═════ Recorded information
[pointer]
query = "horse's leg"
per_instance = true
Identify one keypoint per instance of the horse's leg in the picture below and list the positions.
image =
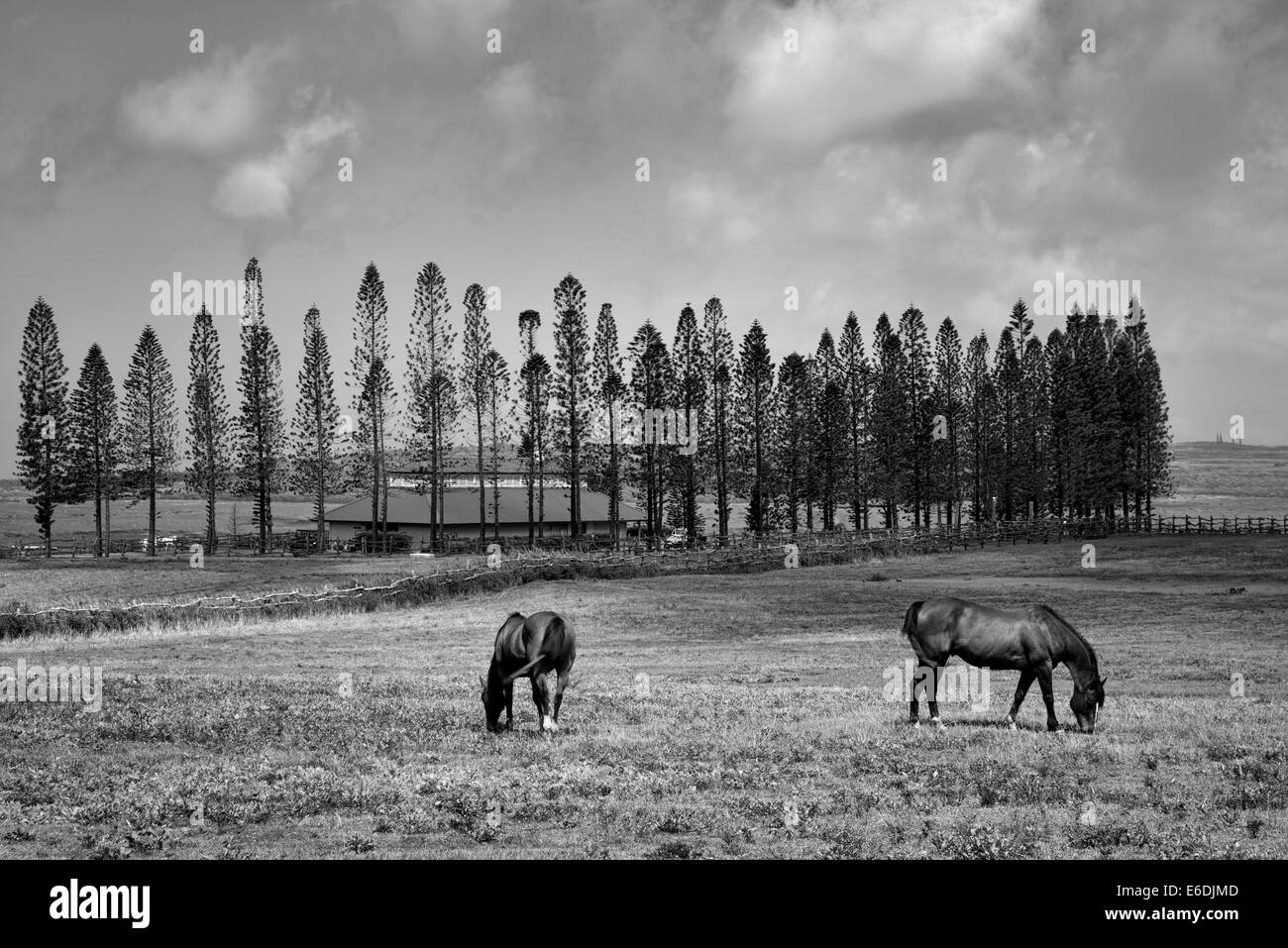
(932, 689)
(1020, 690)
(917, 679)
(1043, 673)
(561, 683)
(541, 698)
══════════
═════ Recorded information
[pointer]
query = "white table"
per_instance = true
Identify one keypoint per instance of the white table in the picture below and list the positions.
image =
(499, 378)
══════════
Search the data above for the word "positions" and count the lines where it appears. Only the number should be given.

**Solution for this task**
2